Count the lines in the items below that contain the word "blade", and give only that number.
****************
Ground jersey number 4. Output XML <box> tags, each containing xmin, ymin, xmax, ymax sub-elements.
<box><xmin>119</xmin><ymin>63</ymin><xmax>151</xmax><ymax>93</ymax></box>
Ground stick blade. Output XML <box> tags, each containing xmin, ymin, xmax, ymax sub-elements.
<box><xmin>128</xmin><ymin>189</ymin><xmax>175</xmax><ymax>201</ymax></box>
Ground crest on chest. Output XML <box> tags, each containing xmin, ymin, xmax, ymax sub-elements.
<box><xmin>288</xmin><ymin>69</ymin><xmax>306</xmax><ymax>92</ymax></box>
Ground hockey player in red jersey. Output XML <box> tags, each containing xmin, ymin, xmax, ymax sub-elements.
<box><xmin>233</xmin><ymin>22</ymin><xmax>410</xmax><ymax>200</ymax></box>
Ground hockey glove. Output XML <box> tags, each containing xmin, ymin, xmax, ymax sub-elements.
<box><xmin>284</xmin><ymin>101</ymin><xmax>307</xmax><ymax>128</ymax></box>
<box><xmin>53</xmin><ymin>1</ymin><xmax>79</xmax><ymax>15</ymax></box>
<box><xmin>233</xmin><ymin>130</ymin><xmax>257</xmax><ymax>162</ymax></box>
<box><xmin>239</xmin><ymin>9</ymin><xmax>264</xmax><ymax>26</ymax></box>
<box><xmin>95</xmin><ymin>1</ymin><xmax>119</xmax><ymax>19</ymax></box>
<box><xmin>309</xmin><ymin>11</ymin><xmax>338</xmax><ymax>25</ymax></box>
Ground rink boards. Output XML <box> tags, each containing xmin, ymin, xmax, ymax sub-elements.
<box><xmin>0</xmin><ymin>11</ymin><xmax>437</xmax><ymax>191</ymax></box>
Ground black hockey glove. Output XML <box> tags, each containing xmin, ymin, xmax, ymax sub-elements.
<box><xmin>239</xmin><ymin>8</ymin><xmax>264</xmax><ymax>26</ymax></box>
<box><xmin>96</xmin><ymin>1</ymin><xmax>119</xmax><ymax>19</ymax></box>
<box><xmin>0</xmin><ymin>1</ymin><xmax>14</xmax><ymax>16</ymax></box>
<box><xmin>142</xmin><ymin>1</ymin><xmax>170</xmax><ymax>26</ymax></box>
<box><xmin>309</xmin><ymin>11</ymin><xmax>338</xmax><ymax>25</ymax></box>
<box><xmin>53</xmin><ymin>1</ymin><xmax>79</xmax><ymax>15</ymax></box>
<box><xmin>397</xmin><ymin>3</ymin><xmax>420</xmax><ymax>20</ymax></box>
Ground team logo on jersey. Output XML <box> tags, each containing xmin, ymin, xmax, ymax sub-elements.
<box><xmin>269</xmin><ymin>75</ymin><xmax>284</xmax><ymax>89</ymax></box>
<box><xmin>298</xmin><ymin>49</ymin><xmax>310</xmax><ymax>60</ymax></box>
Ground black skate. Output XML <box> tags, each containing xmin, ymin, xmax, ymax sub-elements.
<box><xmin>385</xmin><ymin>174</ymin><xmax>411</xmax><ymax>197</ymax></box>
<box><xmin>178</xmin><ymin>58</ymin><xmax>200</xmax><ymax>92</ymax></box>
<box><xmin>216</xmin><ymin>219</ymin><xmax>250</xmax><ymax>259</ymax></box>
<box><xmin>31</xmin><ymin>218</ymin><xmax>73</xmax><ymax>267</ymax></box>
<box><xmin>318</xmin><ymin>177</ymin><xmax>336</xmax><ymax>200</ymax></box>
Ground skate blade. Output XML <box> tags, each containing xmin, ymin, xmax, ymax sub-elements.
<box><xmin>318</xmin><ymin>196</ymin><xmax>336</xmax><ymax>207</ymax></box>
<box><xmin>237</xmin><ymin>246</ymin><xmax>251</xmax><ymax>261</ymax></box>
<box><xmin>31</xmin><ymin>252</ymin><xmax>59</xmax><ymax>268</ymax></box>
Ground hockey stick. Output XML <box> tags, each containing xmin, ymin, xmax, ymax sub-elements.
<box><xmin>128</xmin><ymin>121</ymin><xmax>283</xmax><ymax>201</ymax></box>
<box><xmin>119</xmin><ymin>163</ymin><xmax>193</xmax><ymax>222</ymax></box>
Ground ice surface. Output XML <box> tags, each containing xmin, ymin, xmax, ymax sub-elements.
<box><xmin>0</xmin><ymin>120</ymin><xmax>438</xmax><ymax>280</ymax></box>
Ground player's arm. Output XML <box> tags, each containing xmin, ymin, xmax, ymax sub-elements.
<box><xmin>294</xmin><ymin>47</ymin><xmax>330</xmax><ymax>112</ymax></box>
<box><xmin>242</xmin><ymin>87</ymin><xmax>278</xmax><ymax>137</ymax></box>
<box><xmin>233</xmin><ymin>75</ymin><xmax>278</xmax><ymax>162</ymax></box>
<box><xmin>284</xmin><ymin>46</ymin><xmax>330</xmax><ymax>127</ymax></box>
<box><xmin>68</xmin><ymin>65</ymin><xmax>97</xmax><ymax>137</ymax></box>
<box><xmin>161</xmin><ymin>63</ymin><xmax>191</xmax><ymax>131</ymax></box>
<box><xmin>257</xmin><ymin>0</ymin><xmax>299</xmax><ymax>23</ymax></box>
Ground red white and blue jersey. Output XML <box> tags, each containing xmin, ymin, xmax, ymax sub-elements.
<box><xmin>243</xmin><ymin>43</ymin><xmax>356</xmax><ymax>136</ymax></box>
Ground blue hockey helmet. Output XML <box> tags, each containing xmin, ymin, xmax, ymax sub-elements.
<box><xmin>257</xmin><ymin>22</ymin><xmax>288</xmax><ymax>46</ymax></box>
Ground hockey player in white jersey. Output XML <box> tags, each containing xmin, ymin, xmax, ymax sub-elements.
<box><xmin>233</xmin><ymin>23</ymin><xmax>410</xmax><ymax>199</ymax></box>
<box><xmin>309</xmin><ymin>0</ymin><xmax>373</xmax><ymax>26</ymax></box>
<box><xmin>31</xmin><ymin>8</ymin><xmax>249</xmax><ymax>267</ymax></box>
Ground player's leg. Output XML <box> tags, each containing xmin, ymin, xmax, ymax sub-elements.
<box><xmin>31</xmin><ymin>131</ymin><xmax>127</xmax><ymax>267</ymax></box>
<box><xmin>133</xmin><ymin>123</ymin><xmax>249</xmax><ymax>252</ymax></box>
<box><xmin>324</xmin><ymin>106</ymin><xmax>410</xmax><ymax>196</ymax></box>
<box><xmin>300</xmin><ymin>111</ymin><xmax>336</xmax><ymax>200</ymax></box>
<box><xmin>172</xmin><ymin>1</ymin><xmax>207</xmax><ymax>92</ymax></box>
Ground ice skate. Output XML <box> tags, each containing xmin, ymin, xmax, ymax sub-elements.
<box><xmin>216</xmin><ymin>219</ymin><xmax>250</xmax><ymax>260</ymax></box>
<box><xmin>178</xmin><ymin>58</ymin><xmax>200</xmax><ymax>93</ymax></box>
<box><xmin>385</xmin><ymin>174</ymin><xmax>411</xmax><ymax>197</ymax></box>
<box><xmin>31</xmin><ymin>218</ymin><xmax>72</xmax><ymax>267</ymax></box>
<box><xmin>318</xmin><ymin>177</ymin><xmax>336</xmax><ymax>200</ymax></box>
****************
Finished answer:
2